◆ EXERCISE PROMPT
Write out the stretch of lines below, from the one containing "Can you see the porch roof?" through the last line, including the requests. Scale every point coordinate in the answers by 1.6 and round each result to a whole number, rounding halves up.

^^^^^^^^^^^^^^^^

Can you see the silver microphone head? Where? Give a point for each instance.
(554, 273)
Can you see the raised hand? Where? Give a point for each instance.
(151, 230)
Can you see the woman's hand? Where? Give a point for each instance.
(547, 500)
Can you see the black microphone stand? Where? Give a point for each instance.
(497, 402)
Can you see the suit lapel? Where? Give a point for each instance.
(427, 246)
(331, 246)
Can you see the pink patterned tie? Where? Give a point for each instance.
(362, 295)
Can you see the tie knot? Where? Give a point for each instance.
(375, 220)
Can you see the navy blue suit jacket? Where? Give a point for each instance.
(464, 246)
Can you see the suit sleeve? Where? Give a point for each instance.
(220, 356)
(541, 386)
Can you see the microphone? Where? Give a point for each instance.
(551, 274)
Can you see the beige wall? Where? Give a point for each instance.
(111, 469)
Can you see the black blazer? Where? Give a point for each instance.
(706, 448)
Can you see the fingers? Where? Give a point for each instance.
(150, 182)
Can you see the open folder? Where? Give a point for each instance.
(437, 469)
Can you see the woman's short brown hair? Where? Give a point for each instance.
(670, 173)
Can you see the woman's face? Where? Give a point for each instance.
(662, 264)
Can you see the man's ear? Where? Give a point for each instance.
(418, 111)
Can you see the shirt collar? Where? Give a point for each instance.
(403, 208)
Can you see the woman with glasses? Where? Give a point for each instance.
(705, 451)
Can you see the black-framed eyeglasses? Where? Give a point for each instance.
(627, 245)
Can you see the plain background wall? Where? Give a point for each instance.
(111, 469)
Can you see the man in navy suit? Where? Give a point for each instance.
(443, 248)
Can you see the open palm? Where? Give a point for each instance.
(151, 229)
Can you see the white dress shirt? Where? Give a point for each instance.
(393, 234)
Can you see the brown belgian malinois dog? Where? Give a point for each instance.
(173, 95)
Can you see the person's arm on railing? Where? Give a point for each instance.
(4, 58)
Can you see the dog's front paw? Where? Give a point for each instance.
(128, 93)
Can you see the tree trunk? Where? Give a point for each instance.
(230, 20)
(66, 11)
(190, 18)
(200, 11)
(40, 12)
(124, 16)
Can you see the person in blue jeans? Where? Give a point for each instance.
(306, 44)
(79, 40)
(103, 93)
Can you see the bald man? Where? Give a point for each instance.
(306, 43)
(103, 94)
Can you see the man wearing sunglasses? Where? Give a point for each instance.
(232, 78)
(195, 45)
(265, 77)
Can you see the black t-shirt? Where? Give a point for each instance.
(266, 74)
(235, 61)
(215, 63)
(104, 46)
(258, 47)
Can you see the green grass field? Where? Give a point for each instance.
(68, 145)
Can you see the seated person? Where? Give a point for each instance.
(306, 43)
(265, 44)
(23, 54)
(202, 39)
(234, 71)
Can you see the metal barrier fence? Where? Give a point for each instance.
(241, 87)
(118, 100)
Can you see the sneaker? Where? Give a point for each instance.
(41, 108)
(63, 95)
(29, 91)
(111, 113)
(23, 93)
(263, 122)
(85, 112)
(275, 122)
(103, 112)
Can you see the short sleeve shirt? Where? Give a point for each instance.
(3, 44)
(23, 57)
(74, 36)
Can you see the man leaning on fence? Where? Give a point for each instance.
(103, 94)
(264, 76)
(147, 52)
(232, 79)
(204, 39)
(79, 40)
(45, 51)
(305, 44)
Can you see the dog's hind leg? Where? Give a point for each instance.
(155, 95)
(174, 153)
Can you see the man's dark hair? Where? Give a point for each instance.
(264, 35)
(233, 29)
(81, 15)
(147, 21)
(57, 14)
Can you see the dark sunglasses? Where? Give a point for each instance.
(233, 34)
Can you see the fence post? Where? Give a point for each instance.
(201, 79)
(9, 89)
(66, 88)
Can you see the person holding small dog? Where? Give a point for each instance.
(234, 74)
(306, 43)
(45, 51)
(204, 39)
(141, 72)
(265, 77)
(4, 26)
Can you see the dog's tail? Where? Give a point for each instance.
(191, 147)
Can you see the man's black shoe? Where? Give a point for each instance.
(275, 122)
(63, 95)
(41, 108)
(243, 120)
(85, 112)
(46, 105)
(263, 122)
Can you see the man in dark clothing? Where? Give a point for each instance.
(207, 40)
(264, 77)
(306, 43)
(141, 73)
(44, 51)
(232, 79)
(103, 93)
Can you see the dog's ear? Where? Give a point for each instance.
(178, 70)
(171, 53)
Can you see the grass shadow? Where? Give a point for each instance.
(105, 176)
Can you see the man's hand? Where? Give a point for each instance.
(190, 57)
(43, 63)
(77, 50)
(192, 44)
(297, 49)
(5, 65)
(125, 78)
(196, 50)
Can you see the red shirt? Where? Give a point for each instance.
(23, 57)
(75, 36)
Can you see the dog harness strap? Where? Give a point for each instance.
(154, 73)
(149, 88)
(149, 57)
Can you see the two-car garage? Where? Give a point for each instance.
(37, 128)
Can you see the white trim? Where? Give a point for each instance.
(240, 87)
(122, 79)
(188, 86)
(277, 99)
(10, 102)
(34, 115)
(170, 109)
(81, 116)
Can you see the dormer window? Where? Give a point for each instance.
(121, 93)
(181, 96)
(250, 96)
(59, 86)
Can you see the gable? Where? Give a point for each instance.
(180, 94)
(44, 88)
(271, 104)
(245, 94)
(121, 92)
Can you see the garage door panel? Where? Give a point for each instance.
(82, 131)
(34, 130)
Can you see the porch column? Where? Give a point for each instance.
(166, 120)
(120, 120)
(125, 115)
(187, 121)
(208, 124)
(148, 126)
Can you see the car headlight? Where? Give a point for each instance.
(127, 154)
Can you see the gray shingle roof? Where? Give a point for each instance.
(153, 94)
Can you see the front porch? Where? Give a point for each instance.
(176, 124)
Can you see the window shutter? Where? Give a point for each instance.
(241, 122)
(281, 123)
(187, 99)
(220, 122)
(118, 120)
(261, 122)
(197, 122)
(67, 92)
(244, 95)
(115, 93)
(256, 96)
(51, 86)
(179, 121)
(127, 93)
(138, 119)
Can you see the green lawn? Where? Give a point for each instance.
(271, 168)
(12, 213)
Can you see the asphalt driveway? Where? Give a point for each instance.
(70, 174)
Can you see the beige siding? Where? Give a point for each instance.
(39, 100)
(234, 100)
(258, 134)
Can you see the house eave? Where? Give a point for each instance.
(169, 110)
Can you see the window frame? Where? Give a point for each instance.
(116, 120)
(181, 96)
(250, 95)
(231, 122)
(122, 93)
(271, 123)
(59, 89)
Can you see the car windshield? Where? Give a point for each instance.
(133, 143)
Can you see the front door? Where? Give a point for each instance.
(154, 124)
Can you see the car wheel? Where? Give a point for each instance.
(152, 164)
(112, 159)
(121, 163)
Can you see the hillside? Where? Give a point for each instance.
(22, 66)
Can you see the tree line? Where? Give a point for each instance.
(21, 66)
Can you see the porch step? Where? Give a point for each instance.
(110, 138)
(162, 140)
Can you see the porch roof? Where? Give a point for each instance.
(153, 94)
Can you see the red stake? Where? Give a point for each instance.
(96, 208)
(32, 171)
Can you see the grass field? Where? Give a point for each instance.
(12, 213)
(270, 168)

^^^^^^^^^^^^^^^^

◆ WRITTEN RESPONSE
Can you see the porch roof? Where? Give a point for each instance.
(245, 150)
Can you see the red stake? Where? Give a point for each instance.
(154, 333)
(51, 274)
Can you see the grass field? Where? Give a point for each instance.
(19, 341)
(432, 269)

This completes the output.